■ **WHAT YOU WILL DO**
Using the listing below, please gather every line containing the word "gets".

--

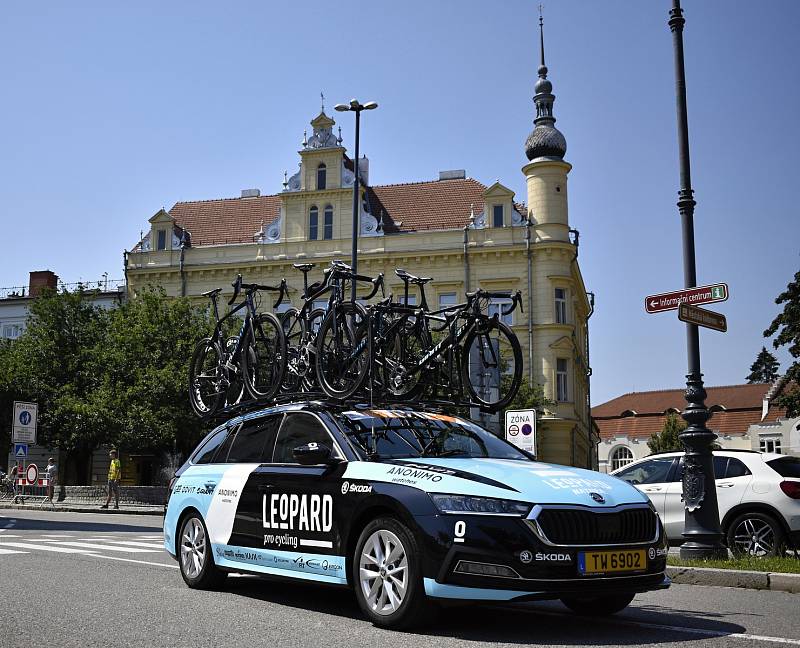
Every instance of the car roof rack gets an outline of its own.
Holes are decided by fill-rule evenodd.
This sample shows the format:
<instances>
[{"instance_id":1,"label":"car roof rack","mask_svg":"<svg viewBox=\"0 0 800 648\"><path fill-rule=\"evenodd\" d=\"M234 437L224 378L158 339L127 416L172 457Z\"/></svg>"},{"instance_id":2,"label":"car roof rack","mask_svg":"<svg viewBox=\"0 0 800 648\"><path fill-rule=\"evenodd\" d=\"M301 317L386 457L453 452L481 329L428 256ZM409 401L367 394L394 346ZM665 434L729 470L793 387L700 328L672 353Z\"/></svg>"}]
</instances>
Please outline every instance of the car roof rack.
<instances>
[{"instance_id":1,"label":"car roof rack","mask_svg":"<svg viewBox=\"0 0 800 648\"><path fill-rule=\"evenodd\" d=\"M684 454L683 450L661 450L660 452L651 452L649 455L642 457L642 459L647 459L647 457L657 457L659 455L665 454ZM711 450L712 454L714 452L751 452L753 454L764 454L760 450L748 450L747 448L713 448Z\"/></svg>"}]
</instances>

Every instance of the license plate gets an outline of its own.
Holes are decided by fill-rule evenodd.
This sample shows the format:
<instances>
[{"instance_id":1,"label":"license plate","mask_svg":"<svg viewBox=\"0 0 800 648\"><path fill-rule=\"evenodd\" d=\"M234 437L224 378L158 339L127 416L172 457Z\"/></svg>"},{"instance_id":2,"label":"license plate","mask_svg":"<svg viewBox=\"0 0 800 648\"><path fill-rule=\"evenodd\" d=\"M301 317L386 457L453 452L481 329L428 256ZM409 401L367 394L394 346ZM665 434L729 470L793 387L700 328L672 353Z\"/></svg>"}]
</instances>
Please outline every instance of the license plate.
<instances>
[{"instance_id":1,"label":"license plate","mask_svg":"<svg viewBox=\"0 0 800 648\"><path fill-rule=\"evenodd\" d=\"M578 571L581 574L614 574L646 569L647 555L644 549L578 553Z\"/></svg>"}]
</instances>

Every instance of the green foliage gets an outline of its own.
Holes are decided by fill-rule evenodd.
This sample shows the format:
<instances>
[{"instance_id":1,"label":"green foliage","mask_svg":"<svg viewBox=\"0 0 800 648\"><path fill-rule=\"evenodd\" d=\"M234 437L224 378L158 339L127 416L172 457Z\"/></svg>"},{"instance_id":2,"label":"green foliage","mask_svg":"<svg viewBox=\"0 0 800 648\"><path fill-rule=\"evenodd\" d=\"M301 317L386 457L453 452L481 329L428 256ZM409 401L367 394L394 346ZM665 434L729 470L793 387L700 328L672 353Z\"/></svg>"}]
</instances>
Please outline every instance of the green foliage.
<instances>
[{"instance_id":1,"label":"green foliage","mask_svg":"<svg viewBox=\"0 0 800 648\"><path fill-rule=\"evenodd\" d=\"M510 381L510 378L504 377L503 380ZM524 378L522 384L519 386L517 395L507 409L520 410L520 409L535 409L539 414L543 411L552 409L556 406L556 402L547 398L544 395L544 386L534 383L531 385ZM502 419L501 419L502 420Z\"/></svg>"},{"instance_id":2,"label":"green foliage","mask_svg":"<svg viewBox=\"0 0 800 648\"><path fill-rule=\"evenodd\" d=\"M767 351L767 347L761 347L761 352L758 354L756 361L750 365L750 375L747 376L747 382L751 385L753 383L775 382L778 378L779 368L778 359Z\"/></svg>"},{"instance_id":3,"label":"green foliage","mask_svg":"<svg viewBox=\"0 0 800 648\"><path fill-rule=\"evenodd\" d=\"M647 442L650 452L674 452L683 450L678 435L686 429L686 421L677 414L669 414L660 432L653 434Z\"/></svg>"},{"instance_id":4,"label":"green foliage","mask_svg":"<svg viewBox=\"0 0 800 648\"><path fill-rule=\"evenodd\" d=\"M161 289L112 310L83 291L46 292L31 301L24 333L0 345L0 425L14 400L30 400L40 445L188 451L204 433L188 402L188 363L208 330L205 311Z\"/></svg>"},{"instance_id":5,"label":"green foliage","mask_svg":"<svg viewBox=\"0 0 800 648\"><path fill-rule=\"evenodd\" d=\"M775 404L785 407L791 418L800 416L800 272L795 273L794 280L775 298L775 303L784 304L783 312L772 320L764 337L777 333L772 346L776 349L788 347L789 354L795 358L785 375L788 387L775 399Z\"/></svg>"}]
</instances>

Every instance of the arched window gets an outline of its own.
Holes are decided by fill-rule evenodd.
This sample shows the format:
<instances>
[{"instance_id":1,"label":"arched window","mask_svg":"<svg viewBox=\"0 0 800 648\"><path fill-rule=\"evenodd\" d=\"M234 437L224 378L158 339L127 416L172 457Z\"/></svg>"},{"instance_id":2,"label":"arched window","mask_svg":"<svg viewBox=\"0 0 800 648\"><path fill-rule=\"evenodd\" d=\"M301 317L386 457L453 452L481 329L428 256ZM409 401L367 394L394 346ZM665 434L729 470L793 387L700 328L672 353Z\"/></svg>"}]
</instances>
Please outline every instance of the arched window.
<instances>
[{"instance_id":1,"label":"arched window","mask_svg":"<svg viewBox=\"0 0 800 648\"><path fill-rule=\"evenodd\" d=\"M316 206L308 212L308 240L316 241L319 238L319 210Z\"/></svg>"},{"instance_id":2,"label":"arched window","mask_svg":"<svg viewBox=\"0 0 800 648\"><path fill-rule=\"evenodd\" d=\"M317 189L324 189L327 184L328 170L324 162L320 162L317 167Z\"/></svg>"},{"instance_id":3,"label":"arched window","mask_svg":"<svg viewBox=\"0 0 800 648\"><path fill-rule=\"evenodd\" d=\"M625 446L619 446L611 453L611 470L627 466L633 461L633 453Z\"/></svg>"},{"instance_id":4,"label":"arched window","mask_svg":"<svg viewBox=\"0 0 800 648\"><path fill-rule=\"evenodd\" d=\"M322 232L322 238L333 238L333 207L330 205L325 207L325 229Z\"/></svg>"}]
</instances>

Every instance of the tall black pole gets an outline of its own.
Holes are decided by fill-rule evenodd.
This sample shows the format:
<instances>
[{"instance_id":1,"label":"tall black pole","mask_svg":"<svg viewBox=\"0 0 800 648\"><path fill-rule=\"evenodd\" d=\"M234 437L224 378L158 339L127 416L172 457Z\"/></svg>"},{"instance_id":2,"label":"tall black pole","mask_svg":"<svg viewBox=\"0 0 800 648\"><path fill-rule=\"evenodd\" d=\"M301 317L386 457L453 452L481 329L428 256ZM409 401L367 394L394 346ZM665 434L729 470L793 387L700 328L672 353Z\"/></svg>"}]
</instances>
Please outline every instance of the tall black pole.
<instances>
[{"instance_id":1,"label":"tall black pole","mask_svg":"<svg viewBox=\"0 0 800 648\"><path fill-rule=\"evenodd\" d=\"M685 288L697 286L694 252L694 191L689 164L689 126L686 117L686 74L683 62L683 18L680 0L672 0L669 28L675 51L675 99L678 111L678 152L680 155L680 191L678 213L683 234L683 283ZM714 459L711 444L717 438L706 427L709 418L706 390L700 371L700 338L696 324L686 324L686 350L689 373L686 376L686 409L683 418L688 424L680 435L685 448L683 469L683 501L685 508L684 543L681 558L719 558L727 556L722 544L719 508L714 483Z\"/></svg>"},{"instance_id":2,"label":"tall black pole","mask_svg":"<svg viewBox=\"0 0 800 648\"><path fill-rule=\"evenodd\" d=\"M359 203L361 202L361 196L359 196L359 174L358 174L358 136L359 131L361 130L361 109L356 108L354 110L356 113L356 160L355 160L355 180L353 180L353 251L350 255L350 266L353 268L353 274L358 272L358 227L359 217L358 214L361 211L359 209ZM369 182L369 179L367 179ZM353 280L350 282L350 295L355 302L356 300L356 281Z\"/></svg>"}]
</instances>

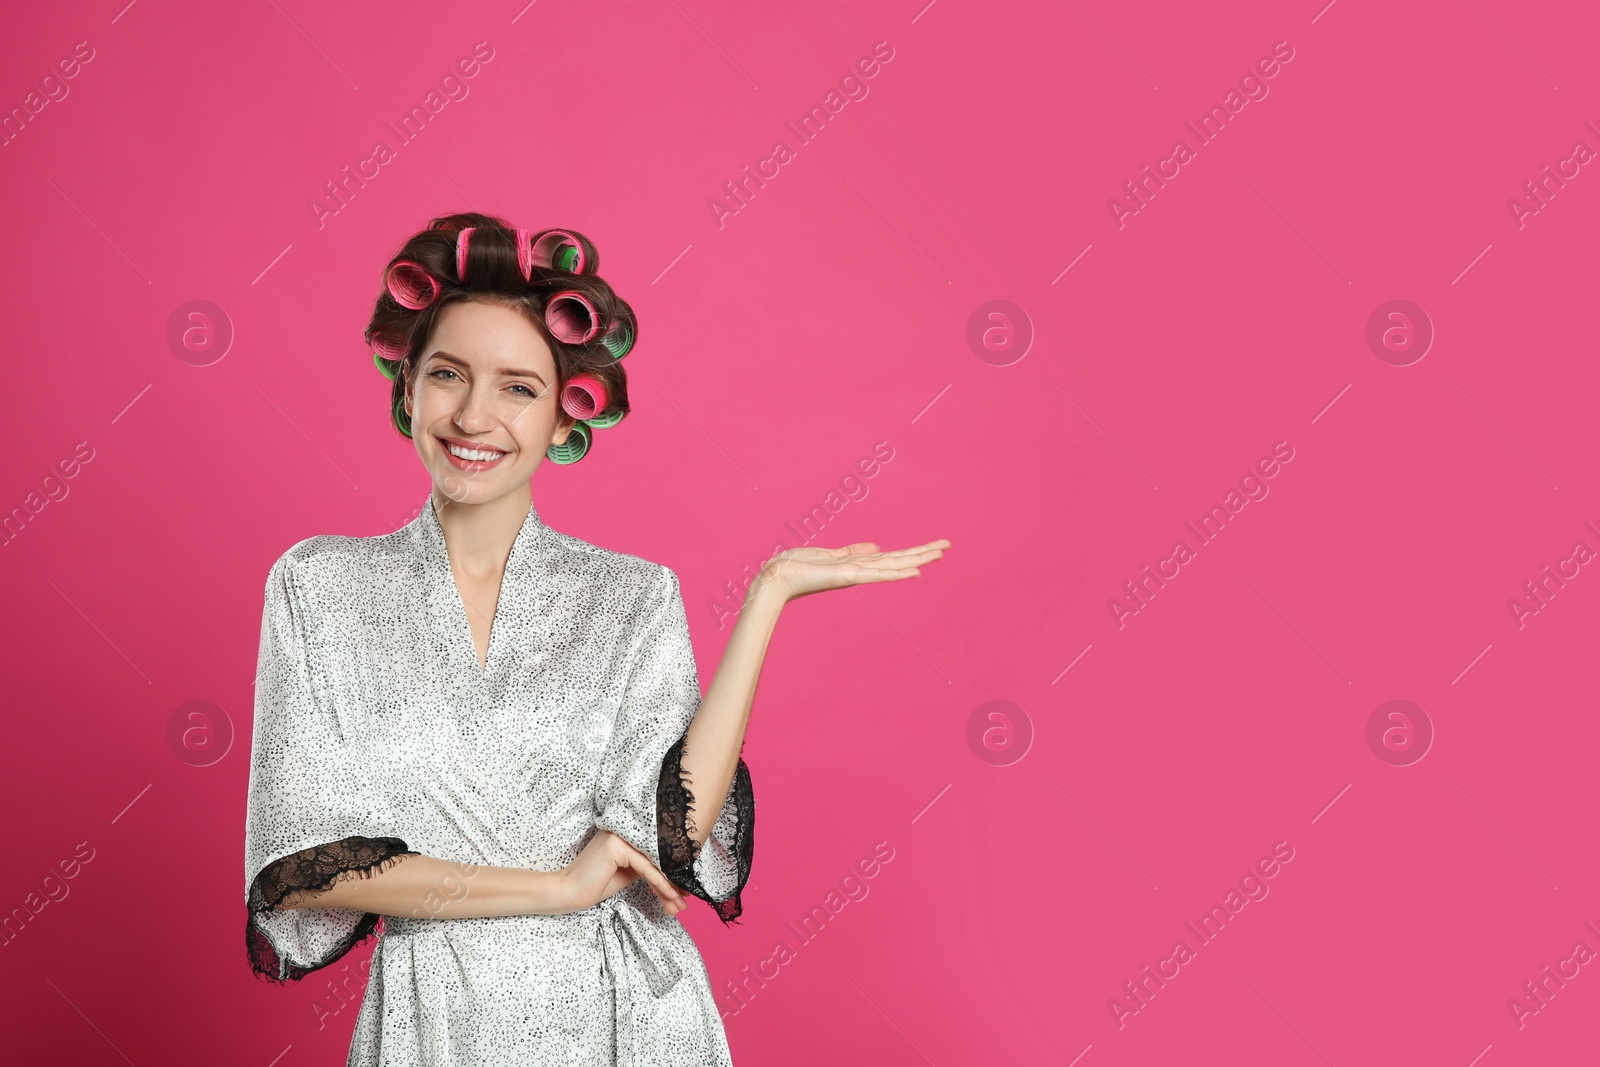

--

■ **SOLUTION FOR THIS TASK**
Every instance of the car roof rack gets an outline of its own.
Every instance of the license plate gets an outline of its own.
Every instance of the green foliage gets an outline of its own.
Every instance of the arched window gets an outline of its own.
Every instance of the tall black pole gets an outline of its own.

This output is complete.